American retailers received an unprecedented shipment of Swiss timepieces last month as watchmakers rushed to beat potential new tariffs. Customs data reveals the U.S. imported CHF 852 million worth of Swiss watches in December 2024 – the highest single-month figure on record and more than double the previous year’s December total.
The buying frenzy comes as Washington considers imposing duties of up to 31% on European luxury goods. While the proposal remains under review, industry insiders confirm manufacturers have been airfreighting inventory to U.S. warehouses since October.
Global Market Shifts as Inventory Diverted
The Swiss Watch Federation’s year-end report shows dramatic regional disparities. While U.S. imports soared, shipments to China plummeted 30% compared to December 2023. Hong Kong similarly saw a 23% decline as brands prioritized Western markets.
“These numbers reflect strategic inventory allocation, not organic demand growth,” noted Federation analyst Claude Dubois. “Manufacturers are playing chess with their global stock levels.”
Britain emerged as Europe’s strongest market with CHF 144.5 million in December imports, while Japan and Singapore both outperformed Greater China. Industry sources suggest this rebalancing may continue through Q1 2025.
Retailers Report Unprecedented December
Luxury Watch Barometer data shows U.S. retailers experienced their strongest holiday season since 2021, with the 10,000 segment seeing 35% growth. “We’ve never witnessed December sales like this,” said Manhattan dealer Elena Ricci. “Customers were buying multiple pieces, fearing price hikes.”
The buying spree has left some retailers with depleted inventory. “Our stockrooms are nearly empty,” admitted Chicago boutique owner Marcus Wei. “We’re now waiting to see what happens with both tariffs and 2025 price adjustments.”
As the industry enters the new year, analysts caution that December’s exceptional numbers may represent pulled-forward demand rather than sustainable growth. “This was a perfect storm of factors,” noted Geneva-based industry consultant Jacques Lambert. “We shouldn’t expect it to repeat in 2025.”

[Stored data]
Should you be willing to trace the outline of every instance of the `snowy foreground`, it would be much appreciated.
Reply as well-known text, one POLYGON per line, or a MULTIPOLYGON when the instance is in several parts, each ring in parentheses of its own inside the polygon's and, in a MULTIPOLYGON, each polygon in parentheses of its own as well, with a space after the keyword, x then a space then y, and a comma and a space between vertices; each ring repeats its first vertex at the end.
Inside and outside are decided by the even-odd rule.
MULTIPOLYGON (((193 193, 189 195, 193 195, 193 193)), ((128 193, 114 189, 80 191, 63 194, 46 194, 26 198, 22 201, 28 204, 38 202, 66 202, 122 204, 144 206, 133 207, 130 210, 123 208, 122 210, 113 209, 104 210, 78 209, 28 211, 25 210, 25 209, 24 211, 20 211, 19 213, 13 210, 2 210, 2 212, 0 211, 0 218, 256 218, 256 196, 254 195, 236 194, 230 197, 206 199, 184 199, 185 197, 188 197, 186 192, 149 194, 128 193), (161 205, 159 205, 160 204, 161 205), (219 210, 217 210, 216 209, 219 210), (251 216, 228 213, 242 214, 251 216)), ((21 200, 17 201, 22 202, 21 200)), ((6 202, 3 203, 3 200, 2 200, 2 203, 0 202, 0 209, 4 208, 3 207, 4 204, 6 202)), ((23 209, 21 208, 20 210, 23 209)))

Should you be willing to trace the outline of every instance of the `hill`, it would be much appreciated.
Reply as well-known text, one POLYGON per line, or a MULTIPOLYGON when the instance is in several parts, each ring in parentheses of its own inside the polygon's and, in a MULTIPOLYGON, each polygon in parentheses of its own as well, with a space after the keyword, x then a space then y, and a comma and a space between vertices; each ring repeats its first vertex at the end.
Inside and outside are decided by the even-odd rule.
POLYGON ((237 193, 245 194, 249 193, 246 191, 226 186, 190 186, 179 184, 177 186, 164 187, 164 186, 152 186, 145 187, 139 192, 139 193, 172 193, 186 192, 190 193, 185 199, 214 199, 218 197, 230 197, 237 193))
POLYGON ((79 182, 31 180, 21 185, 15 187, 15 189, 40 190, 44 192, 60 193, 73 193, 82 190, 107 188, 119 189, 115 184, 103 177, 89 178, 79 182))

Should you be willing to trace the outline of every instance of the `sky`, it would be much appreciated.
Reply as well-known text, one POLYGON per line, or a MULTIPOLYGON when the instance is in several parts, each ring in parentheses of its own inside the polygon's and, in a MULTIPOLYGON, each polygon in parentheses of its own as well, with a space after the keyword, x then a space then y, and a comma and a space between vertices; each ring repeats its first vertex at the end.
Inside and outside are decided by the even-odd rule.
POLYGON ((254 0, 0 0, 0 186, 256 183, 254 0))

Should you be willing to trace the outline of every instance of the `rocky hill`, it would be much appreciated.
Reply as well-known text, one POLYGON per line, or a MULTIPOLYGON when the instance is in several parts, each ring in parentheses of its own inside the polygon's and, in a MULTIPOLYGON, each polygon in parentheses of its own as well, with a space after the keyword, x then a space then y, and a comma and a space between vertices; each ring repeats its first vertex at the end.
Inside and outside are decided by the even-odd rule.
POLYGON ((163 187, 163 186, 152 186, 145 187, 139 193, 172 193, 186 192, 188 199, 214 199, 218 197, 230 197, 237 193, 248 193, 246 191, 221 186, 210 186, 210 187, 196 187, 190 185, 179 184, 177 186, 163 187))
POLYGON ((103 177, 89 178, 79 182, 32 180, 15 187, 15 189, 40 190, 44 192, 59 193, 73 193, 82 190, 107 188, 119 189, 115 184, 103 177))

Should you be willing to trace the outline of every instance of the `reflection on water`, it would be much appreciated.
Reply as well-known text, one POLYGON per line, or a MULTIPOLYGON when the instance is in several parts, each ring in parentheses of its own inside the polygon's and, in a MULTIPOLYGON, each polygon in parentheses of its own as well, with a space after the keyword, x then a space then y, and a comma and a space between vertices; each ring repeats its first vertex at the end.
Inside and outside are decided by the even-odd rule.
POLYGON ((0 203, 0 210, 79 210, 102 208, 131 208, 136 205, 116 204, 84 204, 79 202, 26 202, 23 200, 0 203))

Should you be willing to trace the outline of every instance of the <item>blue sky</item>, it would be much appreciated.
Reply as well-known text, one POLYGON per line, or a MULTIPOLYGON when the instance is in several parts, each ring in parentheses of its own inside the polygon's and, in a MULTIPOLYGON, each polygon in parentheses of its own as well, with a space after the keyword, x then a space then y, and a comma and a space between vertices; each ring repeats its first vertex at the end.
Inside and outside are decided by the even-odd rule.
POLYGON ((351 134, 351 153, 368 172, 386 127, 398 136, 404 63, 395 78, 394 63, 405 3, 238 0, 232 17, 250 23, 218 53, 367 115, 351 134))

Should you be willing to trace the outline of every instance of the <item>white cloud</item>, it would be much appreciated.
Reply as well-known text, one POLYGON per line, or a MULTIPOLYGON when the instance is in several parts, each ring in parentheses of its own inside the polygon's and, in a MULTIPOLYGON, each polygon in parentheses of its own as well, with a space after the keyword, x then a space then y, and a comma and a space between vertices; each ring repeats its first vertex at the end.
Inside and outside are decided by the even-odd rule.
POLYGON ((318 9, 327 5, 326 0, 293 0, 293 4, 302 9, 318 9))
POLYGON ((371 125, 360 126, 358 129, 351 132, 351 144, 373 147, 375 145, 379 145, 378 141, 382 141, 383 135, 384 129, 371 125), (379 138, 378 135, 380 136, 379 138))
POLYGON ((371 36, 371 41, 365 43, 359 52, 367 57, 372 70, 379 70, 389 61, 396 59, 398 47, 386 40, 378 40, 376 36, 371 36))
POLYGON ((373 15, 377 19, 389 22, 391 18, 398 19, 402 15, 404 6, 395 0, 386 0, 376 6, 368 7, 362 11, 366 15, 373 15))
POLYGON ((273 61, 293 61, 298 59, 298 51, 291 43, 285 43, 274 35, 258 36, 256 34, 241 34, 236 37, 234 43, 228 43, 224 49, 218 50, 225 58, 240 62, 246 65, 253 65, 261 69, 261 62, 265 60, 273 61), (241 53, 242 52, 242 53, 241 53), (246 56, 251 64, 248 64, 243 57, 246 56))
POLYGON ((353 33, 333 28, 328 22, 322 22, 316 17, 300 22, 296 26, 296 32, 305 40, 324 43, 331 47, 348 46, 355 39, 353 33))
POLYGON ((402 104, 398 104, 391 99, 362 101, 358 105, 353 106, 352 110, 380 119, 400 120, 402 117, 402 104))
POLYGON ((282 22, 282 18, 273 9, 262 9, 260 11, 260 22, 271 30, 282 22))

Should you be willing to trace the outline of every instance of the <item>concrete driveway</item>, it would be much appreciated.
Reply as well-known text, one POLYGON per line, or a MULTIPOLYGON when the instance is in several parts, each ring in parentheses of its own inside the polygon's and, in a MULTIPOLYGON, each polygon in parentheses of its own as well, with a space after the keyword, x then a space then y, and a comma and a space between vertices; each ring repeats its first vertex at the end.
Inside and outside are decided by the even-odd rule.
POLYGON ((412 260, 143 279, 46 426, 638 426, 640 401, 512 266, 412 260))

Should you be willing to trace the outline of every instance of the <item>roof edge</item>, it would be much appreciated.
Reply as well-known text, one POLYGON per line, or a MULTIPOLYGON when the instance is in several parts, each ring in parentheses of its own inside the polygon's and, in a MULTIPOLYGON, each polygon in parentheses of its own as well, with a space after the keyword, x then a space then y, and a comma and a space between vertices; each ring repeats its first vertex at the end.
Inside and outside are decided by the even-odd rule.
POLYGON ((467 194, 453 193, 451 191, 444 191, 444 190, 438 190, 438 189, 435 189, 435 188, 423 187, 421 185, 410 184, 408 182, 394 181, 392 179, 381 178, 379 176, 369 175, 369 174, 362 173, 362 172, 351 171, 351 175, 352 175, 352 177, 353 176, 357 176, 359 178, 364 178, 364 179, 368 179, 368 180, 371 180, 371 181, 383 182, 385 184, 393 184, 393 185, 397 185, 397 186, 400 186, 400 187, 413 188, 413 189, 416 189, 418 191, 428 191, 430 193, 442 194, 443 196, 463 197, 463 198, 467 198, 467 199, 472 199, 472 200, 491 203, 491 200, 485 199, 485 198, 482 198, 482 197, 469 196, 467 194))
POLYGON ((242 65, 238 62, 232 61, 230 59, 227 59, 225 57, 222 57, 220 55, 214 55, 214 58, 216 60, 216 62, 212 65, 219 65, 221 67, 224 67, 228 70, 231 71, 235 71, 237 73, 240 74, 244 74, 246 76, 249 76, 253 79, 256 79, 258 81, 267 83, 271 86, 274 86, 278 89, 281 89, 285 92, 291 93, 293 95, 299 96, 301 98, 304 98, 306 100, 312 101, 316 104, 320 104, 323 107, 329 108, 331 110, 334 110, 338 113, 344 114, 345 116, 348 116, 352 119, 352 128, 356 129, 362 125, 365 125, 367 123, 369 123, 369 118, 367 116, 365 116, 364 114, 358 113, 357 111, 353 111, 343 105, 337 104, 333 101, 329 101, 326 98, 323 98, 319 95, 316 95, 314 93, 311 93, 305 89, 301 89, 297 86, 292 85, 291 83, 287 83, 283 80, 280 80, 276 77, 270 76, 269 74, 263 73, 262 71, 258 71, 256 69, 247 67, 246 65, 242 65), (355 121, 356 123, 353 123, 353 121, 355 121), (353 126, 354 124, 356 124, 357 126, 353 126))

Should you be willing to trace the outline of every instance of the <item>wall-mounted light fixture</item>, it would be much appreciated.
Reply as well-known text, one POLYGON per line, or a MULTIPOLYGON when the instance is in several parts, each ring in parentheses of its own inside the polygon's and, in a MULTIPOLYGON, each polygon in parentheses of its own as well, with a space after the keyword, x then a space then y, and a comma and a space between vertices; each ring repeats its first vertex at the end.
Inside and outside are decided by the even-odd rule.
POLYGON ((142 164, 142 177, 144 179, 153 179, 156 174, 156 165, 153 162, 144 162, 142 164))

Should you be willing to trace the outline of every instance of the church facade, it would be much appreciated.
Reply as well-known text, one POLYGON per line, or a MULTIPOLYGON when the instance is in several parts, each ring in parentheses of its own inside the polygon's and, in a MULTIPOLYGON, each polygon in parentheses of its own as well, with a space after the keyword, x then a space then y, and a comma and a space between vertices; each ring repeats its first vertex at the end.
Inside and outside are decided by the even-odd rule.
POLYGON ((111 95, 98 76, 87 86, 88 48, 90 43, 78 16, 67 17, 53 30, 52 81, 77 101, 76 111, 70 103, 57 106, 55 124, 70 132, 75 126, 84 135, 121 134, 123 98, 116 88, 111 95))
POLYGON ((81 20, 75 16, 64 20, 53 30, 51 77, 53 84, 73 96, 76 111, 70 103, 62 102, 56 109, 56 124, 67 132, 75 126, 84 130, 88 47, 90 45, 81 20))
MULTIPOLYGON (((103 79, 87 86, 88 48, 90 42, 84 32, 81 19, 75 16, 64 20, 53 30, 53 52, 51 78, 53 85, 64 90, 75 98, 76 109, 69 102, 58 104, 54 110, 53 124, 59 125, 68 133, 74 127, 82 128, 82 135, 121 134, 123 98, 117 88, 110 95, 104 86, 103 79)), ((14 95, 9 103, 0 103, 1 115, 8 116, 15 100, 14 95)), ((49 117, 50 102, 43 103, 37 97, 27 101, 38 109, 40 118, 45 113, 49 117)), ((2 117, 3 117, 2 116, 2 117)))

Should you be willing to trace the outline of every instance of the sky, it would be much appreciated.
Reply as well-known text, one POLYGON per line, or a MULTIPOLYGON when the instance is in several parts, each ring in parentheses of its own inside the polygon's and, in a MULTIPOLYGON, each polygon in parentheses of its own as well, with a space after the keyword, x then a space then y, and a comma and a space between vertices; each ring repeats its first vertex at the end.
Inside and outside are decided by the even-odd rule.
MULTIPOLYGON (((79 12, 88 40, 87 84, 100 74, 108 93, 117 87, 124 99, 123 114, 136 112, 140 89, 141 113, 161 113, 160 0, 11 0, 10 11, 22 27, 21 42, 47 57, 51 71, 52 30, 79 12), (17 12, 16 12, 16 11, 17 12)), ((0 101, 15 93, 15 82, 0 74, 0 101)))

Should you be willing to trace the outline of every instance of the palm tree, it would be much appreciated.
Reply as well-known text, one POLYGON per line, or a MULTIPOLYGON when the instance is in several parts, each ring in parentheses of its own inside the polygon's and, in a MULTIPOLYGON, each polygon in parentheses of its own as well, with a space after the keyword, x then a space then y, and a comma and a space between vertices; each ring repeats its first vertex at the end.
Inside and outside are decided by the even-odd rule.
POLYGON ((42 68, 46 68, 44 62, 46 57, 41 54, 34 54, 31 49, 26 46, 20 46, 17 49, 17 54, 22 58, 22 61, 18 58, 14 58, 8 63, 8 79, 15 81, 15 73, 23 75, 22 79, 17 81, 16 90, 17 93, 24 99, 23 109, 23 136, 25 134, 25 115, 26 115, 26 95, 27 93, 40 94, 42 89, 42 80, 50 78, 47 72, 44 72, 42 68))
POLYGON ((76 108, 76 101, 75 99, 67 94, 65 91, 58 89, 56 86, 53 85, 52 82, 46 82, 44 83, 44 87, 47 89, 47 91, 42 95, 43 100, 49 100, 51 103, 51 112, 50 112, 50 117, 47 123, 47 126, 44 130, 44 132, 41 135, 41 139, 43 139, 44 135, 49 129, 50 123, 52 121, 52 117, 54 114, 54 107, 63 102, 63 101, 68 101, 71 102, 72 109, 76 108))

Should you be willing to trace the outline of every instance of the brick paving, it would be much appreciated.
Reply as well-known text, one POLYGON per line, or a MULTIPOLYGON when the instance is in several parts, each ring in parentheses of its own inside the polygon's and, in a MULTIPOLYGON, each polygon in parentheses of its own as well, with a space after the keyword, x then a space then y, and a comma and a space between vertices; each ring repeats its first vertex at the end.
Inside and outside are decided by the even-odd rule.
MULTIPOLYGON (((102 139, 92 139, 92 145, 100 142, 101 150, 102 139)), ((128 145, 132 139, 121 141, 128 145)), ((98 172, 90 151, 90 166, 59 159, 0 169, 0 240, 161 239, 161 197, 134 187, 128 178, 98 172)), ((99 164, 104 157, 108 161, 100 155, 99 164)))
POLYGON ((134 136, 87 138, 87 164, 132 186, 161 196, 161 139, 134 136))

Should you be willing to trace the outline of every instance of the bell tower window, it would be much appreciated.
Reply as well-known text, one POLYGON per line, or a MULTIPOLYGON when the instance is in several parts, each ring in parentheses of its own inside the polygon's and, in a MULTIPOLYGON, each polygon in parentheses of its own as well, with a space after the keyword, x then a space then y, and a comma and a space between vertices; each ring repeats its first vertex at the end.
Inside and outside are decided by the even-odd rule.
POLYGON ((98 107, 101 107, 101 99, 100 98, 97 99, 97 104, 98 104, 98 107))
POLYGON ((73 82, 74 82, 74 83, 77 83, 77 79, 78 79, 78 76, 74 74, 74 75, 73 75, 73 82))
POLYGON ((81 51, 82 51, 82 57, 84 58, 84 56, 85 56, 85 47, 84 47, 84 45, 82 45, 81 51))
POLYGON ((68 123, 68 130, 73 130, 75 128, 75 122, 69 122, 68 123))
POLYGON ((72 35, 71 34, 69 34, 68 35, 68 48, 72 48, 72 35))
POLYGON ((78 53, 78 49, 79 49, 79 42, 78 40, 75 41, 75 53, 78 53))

:: Instructions ::
[a] From the article on Swiss watch imports, set down the passage starting with "The buying frenzy" and going on through "prioritized Western markets.", word for word.
[b] List every person named in the article on Swiss watch imports.

:: List of solutions ::
[a]
The buying frenzy comes as Washington considers imposing duties of up to 31% on European luxury goods. While the proposal remains under review, industry insiders confirm manufacturers have been airfreighting inventory to U.S. warehouses since October.
Global Market Shifts as Inventory Diverted
The Swiss Watch Federation’s year-end report shows dramatic regional disparities. While U.S. imports soared, shipments to China plummeted 30% compared to December 2023. Hong Kong similarly saw a 23% decline as brands prioritized Western markets.

[b]
Claude Dubois
Elena Ricci
Marcus Wei
Jacques Lambert